**WRITTEN REQUEST**
Count the rows below that contain the word "dark", and give only that number.

[Start of RECORDS FOR THIS EXERCISE]

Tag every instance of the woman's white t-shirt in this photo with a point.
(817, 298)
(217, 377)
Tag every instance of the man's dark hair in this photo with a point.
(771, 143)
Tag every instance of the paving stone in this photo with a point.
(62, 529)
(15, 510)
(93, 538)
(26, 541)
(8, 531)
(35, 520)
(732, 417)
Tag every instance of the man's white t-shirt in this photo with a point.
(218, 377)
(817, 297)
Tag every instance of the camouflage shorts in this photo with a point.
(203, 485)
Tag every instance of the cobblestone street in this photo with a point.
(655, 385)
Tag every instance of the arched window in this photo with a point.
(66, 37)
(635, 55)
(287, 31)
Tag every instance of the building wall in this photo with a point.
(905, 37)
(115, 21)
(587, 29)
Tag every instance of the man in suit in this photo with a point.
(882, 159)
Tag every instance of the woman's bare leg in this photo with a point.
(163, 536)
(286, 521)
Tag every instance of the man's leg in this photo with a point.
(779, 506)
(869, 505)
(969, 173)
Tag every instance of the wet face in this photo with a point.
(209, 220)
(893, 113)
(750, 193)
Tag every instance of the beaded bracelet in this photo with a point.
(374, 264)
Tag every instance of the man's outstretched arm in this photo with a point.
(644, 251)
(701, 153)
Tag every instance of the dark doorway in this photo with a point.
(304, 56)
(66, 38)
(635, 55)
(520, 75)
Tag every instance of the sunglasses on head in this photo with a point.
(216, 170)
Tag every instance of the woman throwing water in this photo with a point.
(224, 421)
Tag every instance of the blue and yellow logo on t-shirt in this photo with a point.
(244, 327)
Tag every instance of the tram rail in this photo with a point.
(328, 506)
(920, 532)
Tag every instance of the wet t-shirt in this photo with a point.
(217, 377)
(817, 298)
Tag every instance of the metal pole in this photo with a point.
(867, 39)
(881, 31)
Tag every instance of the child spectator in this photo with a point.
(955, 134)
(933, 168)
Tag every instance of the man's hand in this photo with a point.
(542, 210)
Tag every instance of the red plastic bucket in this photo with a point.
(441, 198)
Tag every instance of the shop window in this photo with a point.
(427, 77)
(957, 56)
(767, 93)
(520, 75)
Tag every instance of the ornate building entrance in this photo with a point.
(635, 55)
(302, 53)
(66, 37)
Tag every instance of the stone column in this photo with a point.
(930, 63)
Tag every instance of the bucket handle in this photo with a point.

[End of RECORDS FOR THIS EXERCISE]
[Start of RECORDS FOR THIS EXERCISE]

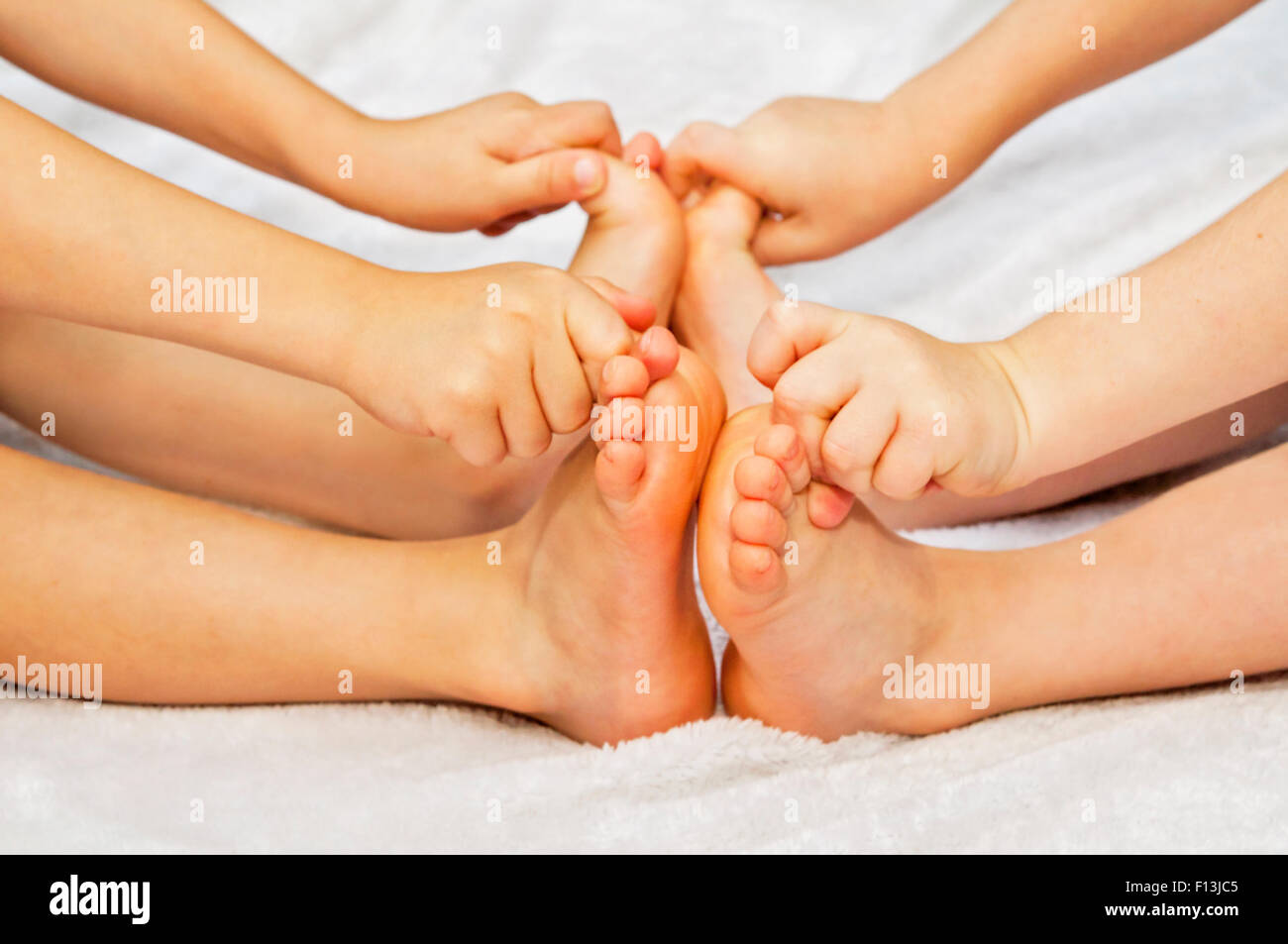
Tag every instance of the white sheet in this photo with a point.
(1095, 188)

[End of RECORDS FOR THIS EXERCISE]

**SOLUTION TO THIS PROBLEM**
2